>> start

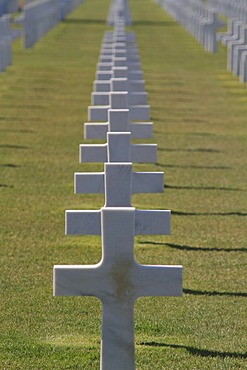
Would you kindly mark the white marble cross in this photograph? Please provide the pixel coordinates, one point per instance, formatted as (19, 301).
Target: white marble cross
(117, 177)
(118, 84)
(119, 100)
(118, 281)
(118, 149)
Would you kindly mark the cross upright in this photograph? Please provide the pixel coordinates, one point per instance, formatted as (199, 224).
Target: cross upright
(118, 280)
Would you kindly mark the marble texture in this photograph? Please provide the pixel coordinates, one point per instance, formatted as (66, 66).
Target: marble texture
(133, 86)
(118, 281)
(116, 174)
(118, 100)
(109, 151)
(118, 121)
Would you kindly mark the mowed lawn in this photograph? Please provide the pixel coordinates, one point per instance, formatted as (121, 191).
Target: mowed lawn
(199, 112)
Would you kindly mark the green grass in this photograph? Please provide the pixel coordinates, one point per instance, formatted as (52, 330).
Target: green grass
(199, 114)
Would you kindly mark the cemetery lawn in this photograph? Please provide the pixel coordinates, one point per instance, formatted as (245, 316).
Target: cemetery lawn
(199, 113)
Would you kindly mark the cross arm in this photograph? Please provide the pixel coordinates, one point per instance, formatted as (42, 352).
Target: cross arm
(77, 280)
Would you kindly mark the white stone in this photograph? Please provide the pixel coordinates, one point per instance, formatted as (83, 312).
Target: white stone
(109, 151)
(140, 182)
(118, 121)
(118, 281)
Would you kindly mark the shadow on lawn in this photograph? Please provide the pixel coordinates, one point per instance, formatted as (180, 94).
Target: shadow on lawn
(9, 146)
(85, 21)
(196, 249)
(179, 213)
(156, 24)
(197, 351)
(9, 165)
(163, 165)
(214, 293)
(6, 186)
(199, 150)
(166, 186)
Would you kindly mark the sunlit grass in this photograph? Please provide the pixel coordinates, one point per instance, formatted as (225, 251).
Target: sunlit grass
(199, 114)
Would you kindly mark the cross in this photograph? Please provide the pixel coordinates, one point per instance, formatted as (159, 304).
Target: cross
(118, 281)
(118, 121)
(118, 84)
(115, 179)
(118, 149)
(119, 100)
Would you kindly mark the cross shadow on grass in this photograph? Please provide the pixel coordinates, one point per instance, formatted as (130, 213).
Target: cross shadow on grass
(163, 165)
(166, 186)
(6, 186)
(9, 146)
(155, 23)
(9, 165)
(85, 21)
(197, 351)
(180, 213)
(194, 249)
(214, 293)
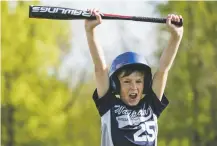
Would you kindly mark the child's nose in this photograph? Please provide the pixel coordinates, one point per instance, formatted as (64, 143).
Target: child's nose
(133, 85)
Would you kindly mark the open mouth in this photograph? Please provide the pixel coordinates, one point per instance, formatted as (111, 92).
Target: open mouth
(133, 95)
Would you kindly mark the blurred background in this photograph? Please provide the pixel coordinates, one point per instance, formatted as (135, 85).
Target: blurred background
(47, 78)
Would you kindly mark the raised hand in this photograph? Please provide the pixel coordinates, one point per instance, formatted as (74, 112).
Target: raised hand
(176, 31)
(91, 24)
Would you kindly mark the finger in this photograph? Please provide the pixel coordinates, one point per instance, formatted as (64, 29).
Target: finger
(173, 17)
(98, 17)
(169, 17)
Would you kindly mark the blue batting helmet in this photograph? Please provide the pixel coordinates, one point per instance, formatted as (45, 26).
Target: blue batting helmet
(129, 59)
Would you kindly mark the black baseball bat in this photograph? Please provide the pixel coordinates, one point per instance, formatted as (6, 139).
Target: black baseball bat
(60, 13)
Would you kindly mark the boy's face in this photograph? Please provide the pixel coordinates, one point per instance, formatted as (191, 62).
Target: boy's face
(131, 88)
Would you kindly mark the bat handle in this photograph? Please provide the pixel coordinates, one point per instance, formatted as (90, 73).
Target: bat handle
(157, 20)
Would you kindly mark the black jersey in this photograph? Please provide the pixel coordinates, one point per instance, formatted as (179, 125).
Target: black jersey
(123, 125)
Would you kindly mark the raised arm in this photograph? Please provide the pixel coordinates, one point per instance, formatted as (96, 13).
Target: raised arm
(168, 56)
(101, 69)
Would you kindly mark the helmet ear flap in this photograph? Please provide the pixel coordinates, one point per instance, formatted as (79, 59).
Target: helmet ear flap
(115, 83)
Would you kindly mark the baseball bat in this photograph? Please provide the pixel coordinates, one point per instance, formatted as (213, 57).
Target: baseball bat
(61, 13)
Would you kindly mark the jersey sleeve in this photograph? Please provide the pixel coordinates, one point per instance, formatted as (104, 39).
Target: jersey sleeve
(157, 105)
(104, 103)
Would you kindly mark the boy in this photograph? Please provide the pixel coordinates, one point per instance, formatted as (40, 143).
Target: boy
(128, 99)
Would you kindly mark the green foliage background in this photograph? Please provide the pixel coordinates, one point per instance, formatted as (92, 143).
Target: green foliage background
(38, 109)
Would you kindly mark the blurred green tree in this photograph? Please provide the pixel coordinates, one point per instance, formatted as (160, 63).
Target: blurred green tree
(192, 85)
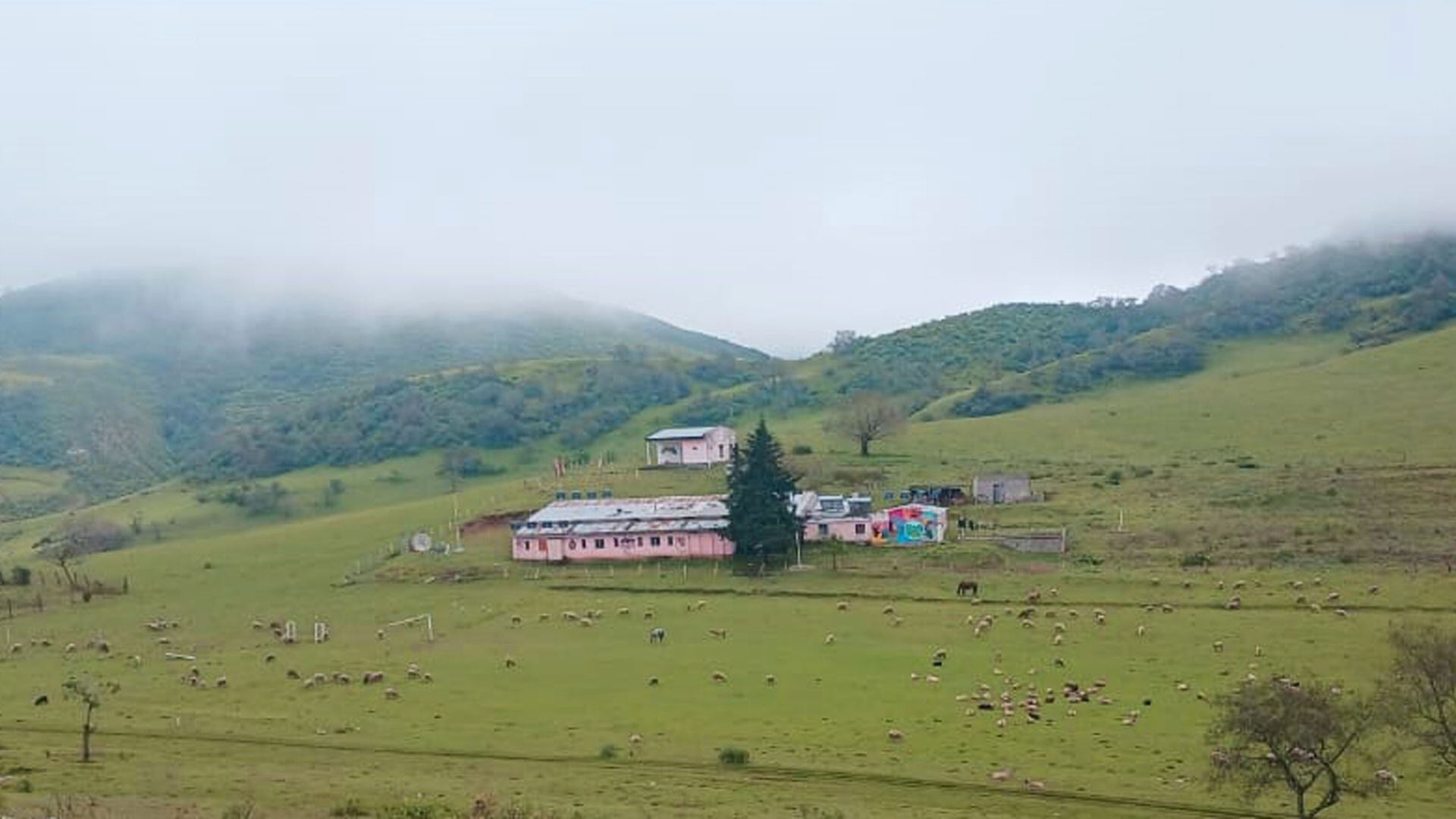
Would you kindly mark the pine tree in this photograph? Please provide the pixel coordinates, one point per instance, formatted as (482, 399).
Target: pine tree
(761, 521)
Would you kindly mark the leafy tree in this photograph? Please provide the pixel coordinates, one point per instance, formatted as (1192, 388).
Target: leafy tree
(1283, 733)
(91, 694)
(761, 522)
(867, 419)
(1421, 689)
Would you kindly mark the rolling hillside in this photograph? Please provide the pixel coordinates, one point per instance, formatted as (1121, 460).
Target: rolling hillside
(123, 381)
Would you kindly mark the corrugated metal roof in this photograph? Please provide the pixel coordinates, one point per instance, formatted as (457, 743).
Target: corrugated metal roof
(606, 510)
(680, 433)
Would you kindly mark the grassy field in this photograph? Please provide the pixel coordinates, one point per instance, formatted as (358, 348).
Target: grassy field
(1285, 461)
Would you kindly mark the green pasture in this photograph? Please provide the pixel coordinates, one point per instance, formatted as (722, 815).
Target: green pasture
(533, 732)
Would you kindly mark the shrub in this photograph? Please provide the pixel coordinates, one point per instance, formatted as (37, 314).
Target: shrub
(240, 811)
(733, 757)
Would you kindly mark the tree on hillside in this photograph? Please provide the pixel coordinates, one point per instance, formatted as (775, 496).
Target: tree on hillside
(1421, 689)
(89, 692)
(761, 521)
(74, 539)
(867, 419)
(1294, 735)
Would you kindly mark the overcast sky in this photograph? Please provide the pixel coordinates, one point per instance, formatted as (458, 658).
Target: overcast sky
(764, 171)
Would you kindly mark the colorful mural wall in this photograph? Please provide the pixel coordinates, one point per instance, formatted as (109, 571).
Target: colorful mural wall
(912, 525)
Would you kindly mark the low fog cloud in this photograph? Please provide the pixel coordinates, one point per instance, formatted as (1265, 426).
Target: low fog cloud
(764, 171)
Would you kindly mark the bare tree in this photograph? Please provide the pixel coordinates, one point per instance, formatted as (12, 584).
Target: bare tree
(1285, 733)
(74, 539)
(867, 419)
(91, 694)
(1421, 689)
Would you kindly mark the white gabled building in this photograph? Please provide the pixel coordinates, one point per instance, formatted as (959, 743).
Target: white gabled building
(691, 447)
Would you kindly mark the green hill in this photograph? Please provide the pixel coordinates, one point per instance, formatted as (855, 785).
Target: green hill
(124, 381)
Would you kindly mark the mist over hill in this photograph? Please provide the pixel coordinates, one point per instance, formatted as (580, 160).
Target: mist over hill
(123, 379)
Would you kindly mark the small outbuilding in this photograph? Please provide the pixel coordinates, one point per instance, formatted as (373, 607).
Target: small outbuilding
(1002, 488)
(691, 447)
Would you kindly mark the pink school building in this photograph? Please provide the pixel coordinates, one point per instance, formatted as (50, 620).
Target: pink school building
(677, 526)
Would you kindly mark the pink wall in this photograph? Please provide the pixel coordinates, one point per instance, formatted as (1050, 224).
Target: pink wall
(622, 547)
(848, 529)
(714, 447)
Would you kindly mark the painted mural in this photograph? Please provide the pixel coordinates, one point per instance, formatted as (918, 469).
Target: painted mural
(913, 525)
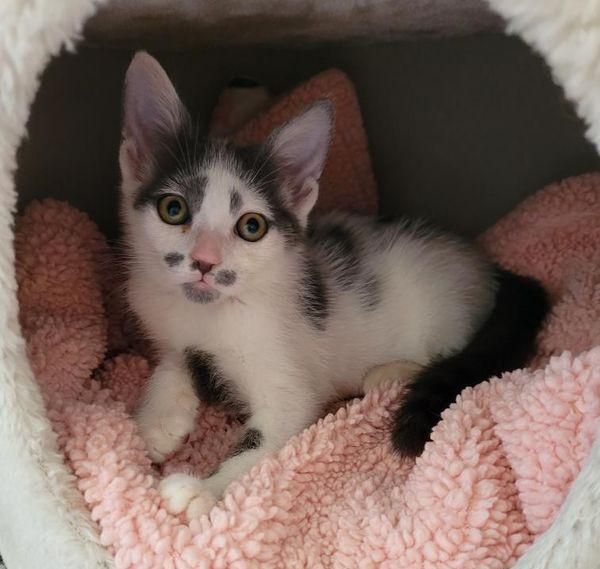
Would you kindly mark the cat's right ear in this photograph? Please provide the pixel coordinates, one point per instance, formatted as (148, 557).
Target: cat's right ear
(153, 116)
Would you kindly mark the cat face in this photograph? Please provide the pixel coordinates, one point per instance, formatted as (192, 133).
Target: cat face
(209, 220)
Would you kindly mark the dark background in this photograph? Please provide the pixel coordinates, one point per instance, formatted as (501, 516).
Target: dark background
(460, 129)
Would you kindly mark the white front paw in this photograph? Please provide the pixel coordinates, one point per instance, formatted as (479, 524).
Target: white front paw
(384, 375)
(163, 434)
(185, 493)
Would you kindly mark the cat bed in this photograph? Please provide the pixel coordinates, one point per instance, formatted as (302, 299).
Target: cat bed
(492, 480)
(45, 521)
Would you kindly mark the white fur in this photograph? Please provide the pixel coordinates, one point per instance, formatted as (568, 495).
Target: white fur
(48, 526)
(43, 519)
(431, 294)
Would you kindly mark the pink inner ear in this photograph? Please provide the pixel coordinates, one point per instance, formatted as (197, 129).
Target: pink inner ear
(300, 194)
(133, 159)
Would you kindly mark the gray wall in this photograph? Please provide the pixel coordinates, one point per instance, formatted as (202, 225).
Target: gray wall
(460, 129)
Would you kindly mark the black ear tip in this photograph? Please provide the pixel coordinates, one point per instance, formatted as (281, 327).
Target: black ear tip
(244, 82)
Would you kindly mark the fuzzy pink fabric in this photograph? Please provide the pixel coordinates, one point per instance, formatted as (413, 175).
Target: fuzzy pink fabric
(492, 479)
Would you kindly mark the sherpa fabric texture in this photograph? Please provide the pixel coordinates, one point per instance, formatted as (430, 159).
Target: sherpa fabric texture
(47, 525)
(494, 477)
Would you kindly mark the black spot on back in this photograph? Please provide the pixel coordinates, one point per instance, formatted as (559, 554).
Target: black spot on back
(210, 384)
(314, 296)
(338, 245)
(252, 439)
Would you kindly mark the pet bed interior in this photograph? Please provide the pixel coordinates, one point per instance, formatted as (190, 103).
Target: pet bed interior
(450, 121)
(463, 121)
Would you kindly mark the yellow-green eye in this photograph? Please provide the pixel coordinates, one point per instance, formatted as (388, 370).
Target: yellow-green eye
(252, 226)
(173, 209)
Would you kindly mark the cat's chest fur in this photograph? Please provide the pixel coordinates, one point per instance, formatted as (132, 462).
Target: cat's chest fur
(242, 336)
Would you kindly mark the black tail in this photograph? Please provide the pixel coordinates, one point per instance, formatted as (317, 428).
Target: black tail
(505, 342)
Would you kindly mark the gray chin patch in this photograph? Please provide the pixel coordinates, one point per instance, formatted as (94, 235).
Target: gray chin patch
(199, 296)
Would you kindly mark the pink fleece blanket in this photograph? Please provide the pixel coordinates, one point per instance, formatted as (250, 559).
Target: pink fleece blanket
(492, 479)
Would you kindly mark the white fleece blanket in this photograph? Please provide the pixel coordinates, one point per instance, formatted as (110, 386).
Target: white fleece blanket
(42, 519)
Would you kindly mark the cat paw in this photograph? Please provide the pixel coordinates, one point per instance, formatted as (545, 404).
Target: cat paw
(163, 435)
(386, 374)
(184, 493)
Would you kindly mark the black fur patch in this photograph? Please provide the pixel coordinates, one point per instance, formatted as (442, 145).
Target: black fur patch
(235, 202)
(338, 245)
(252, 439)
(226, 277)
(182, 157)
(173, 259)
(314, 296)
(265, 178)
(505, 342)
(200, 296)
(209, 383)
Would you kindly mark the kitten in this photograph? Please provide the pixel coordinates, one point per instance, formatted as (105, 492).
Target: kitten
(257, 308)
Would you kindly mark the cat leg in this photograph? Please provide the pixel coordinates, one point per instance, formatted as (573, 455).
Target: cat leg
(168, 412)
(265, 433)
(400, 370)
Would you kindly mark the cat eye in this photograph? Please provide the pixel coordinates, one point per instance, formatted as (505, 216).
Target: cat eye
(173, 209)
(252, 226)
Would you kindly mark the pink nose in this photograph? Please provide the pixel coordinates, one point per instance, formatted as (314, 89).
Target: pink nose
(205, 254)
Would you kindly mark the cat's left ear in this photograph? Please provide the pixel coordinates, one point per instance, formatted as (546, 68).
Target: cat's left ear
(300, 149)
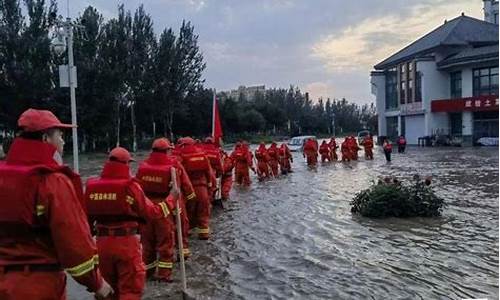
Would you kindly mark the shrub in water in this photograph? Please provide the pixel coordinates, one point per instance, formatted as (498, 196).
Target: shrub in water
(391, 198)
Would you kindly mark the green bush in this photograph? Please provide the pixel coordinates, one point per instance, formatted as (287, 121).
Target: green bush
(391, 198)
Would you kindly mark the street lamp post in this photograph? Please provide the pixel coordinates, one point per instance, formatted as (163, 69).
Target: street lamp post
(63, 38)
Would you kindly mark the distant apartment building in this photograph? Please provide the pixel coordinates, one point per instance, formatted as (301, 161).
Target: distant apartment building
(444, 83)
(247, 92)
(490, 9)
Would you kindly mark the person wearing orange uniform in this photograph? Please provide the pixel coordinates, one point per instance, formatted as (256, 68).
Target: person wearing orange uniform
(212, 151)
(243, 161)
(345, 150)
(311, 152)
(227, 175)
(353, 147)
(44, 228)
(387, 146)
(368, 145)
(325, 151)
(158, 236)
(286, 159)
(116, 204)
(262, 162)
(198, 168)
(273, 153)
(333, 148)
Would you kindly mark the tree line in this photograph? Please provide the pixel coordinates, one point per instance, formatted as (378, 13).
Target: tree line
(134, 85)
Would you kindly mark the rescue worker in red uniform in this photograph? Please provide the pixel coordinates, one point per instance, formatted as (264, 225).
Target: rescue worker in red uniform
(262, 162)
(286, 159)
(325, 151)
(353, 147)
(158, 236)
(273, 153)
(345, 150)
(227, 175)
(44, 228)
(311, 152)
(212, 151)
(401, 144)
(242, 158)
(387, 146)
(117, 204)
(197, 166)
(333, 148)
(368, 145)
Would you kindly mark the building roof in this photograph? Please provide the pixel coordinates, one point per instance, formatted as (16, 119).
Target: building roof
(462, 30)
(471, 55)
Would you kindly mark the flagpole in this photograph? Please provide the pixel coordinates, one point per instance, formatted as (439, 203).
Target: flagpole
(213, 115)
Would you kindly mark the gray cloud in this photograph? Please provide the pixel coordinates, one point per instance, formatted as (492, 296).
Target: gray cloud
(272, 42)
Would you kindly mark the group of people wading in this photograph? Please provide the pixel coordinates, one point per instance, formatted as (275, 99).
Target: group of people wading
(328, 150)
(118, 230)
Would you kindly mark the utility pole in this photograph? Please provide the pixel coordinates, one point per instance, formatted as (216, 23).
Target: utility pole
(62, 41)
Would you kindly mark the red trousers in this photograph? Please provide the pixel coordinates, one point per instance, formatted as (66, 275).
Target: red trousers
(226, 184)
(346, 156)
(33, 286)
(325, 157)
(185, 227)
(158, 246)
(121, 265)
(369, 153)
(199, 211)
(334, 155)
(262, 169)
(242, 176)
(285, 165)
(274, 167)
(312, 160)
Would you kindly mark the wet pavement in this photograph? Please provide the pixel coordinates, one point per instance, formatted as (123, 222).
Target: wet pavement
(295, 238)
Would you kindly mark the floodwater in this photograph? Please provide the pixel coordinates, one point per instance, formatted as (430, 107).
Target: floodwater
(295, 238)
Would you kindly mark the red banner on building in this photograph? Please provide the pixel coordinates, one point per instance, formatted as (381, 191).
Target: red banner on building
(479, 103)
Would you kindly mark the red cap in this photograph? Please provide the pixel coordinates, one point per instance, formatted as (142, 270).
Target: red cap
(121, 154)
(186, 141)
(37, 120)
(162, 144)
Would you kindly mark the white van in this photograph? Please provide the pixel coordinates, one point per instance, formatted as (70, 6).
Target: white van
(297, 142)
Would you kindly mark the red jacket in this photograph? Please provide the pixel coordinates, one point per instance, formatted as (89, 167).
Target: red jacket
(324, 149)
(168, 161)
(213, 154)
(273, 152)
(62, 235)
(310, 148)
(140, 205)
(197, 166)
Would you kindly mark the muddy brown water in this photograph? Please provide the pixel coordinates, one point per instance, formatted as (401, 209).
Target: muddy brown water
(295, 238)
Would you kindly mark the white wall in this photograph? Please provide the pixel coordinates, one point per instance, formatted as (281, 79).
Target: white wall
(441, 121)
(435, 85)
(467, 123)
(377, 82)
(467, 83)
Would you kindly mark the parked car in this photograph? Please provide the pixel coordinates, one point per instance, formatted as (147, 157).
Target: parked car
(297, 142)
(362, 134)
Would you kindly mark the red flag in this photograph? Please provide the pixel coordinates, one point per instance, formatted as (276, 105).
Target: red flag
(216, 125)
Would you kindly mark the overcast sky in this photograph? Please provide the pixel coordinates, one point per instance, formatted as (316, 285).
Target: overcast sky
(326, 47)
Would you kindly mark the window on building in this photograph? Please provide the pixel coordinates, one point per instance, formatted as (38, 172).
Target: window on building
(391, 89)
(409, 95)
(456, 84)
(485, 81)
(402, 91)
(418, 87)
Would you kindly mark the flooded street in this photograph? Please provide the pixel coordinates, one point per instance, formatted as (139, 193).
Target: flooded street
(295, 238)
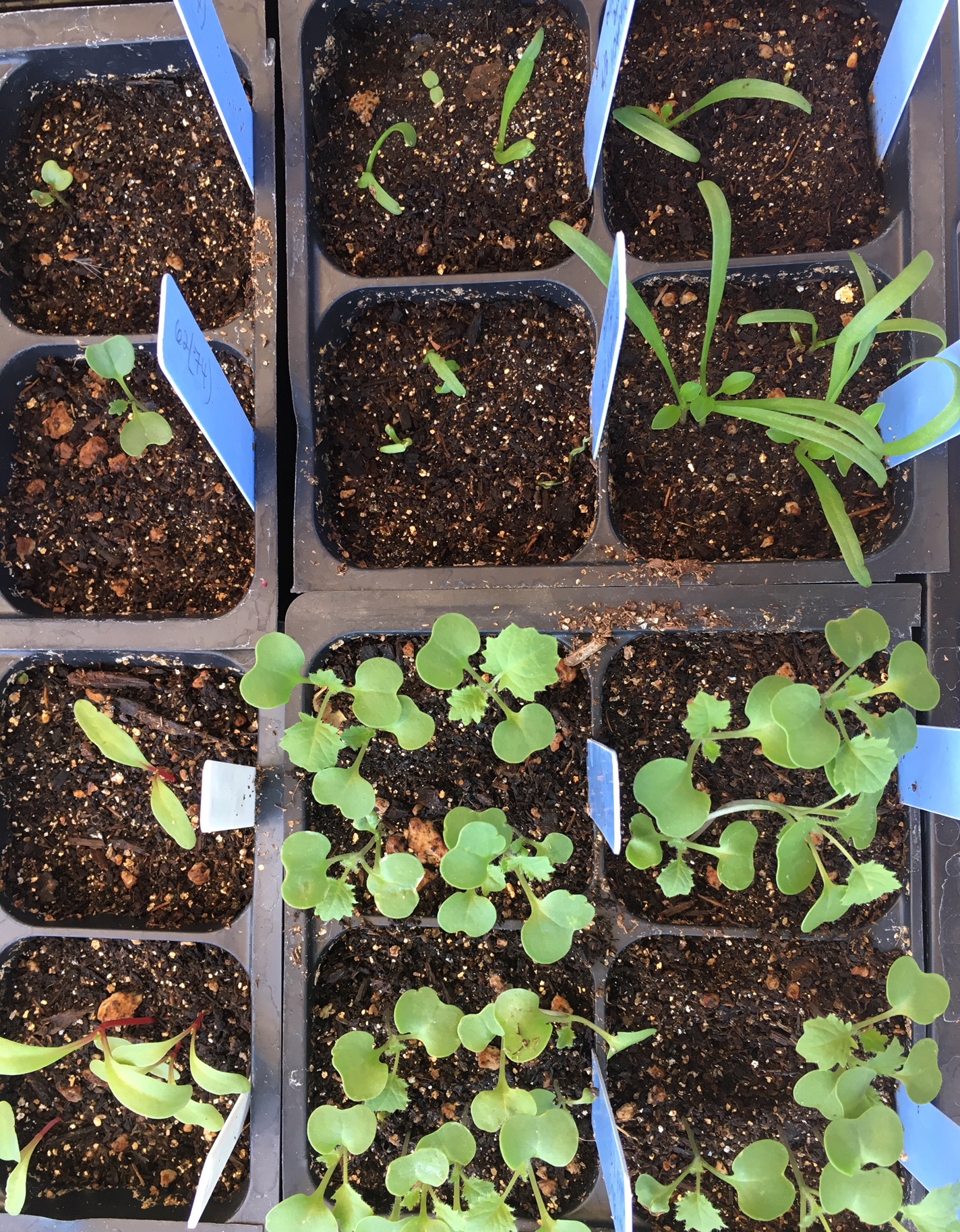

>> end

Rewrite everything from the line containing "Would you kindly mark the red flag" down to the end of the listing, replacing "overcast sky" with "cloudy sky" and leaving all else unchanged. Omit the pictures from your answer.

- _Full answer_:
Would you kindly mark the red flag in this photograph? Please provide the pixel coordinates, one point per instance, formatted as (276, 105).
Target: red flag
(216, 125)
Would you kindly mark the cloudy sky in this photograph? Please provide the pixel coordinates, one point per instance, formatted as (316, 285).
Target: cloudy sky
(326, 47)
Would you kindly mark the window on building in this photograph? Please provide the pixel coordinates, one point per instance, formatted as (38, 172).
Target: window on building
(391, 89)
(409, 95)
(456, 84)
(485, 81)
(402, 91)
(418, 87)
Would you kindly mark the flooded street in this photograph? Please provide the pixel coordinates, one point per instance, formatted as (139, 193).
Target: flooded street
(295, 238)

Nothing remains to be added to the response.